— BEGIN Document passage —

Call for Discussion: New Project: Lilliput

Fri Mar 12 17:23:49 UTC 2021

Ah btw, according to the bylaw, we need one Group Lead (in this case, I 
expect Hotspot group, that is Vladimir Kozlov) declare to be sponsor of 
this project.

Thanks,
Roman

> We would like to propose a new project called Lilliput, with the goal of 
> exploring ways to shrink the object header.
> 
> Goal:
> 1. Reduce the object header to 64 bits. It may be possible to shrink it 
> down to 32 bits as a secondary goal.
> 2. Make the header layout more flexible, i.e. allow some build-time 
> (possibly even run-time) configuration of how we use the bits.
> 
> Motivation:
> In 64-bit Hotspot, Java objects have an object header of 128 bits: a 64 
> bit multi-purpose header (‘mark’ or ‘lock’) word and a 64-bit class 
> pointer. With typical average object sizes of 5-6 words, this is quite 
> significant: 2 of those words are always taken by the header. If it were 
> possible to reduce the size of the header, we could significantly reduce 
> memory pressure, which directly translates to one or more of (depending 
> what you care about or what your workload does):
> 
> - Reduced heap usage
> - Higher object allocation rate
> - Reduced GC activity
> - Tighter packing of objects -> better cache locality
> 
> In other words, we could reduce the overall CPU and/or memory usage of 
> all Java workloads, whether it’s a large in-memory database or a small 
> containerized application.

— END Document passage —
— BEGIN Entries supplied —

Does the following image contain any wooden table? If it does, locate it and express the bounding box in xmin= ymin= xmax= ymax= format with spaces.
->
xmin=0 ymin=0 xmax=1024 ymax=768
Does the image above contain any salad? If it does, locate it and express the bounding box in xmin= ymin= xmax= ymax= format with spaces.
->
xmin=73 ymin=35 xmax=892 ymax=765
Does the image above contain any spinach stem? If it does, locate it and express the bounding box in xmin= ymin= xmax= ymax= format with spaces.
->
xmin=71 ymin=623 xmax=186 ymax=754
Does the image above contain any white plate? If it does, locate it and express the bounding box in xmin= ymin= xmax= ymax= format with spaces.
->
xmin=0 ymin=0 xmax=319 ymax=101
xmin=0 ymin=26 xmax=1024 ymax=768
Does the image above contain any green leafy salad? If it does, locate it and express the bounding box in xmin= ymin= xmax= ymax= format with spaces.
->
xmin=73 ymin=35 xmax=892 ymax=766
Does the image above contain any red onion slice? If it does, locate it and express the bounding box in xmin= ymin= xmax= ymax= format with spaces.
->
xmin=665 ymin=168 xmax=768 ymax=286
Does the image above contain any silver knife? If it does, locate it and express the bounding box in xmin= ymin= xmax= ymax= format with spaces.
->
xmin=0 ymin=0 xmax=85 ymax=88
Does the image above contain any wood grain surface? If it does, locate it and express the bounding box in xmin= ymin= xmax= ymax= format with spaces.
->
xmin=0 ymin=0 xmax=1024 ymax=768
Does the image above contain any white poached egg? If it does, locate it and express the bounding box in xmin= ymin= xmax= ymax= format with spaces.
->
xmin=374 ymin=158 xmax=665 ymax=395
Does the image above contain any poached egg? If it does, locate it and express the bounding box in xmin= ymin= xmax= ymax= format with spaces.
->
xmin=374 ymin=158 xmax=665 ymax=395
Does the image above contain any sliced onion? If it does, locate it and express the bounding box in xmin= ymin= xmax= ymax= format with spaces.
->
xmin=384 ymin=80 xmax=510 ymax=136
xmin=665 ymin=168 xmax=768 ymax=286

— END Entries supplied —

● **Aim 1**
Write out the stretch of the Lilliput proposal from "Ah btw, according" through "this project.".
● **Aim 2**
Can you extend the Lilliput proposal, picking up right after its final sentence?
You can set the records aside; they aren't used here.

● **Reply 1**
Ah btw, according to the bylaw, we need one Group Lead (in this case, I 
expect Hotspot group, that is Vladimir Kozlov) declare to be sponsor of 
this project.

● **Reply 2**
> 
> 
> The object header is used (and overloaded) for the following purposes:
> 
> - Locking: the lower 3 bits are used to indicate the locking state of an 
> object and the higher bits *may* be used to encode a pointer to a 
> stack-allocated monitor or inflated lock object
> - GC: 4 bits are used for tracking the age of each object (in 
> generational collectors). The whole header *may* be used to store 
> forwarding information, depending on the collector
> - Identity hash-code: Up to 32 bits are used to store the identity 
> hash-code
> - Type information: 64 bits are used to point to the Klass that 
> describes the object type
> 
> 
> We have a wide variety of techniques to explore for allocating and 
> down-sizing header fields:
> 
> - Pointers can be compressed, e.g. if we expect a maximum of, say, 8192 
> classes, we could, with some careful alignment of Klass objects, 
> compress the class pointer down to 13 bits: 2^13=8192 addressable 
> Klasses. Similar considerations apply to stack pointers and monitors.
> - Instead of using pointers, we could use class IDs that index a lookup 
> table
> - We could backfill fields which are known at compile-time (e.g. 
> alignment gap or hidden fields)
> - We could use backfill fields appended to an object after the GC moved 
> it (e.g. for hashcode)
> - We could use side-tables
> 
> 
> We also have a bewildering number of constraints. To name a few:
> - Performance
> - If we limit e.g. number of classes/monitors/etc that we can encode, we 
> need a way to deal with overflow
> - Requires changes in assembly across all supported platforms (also 
> consider 32 bits)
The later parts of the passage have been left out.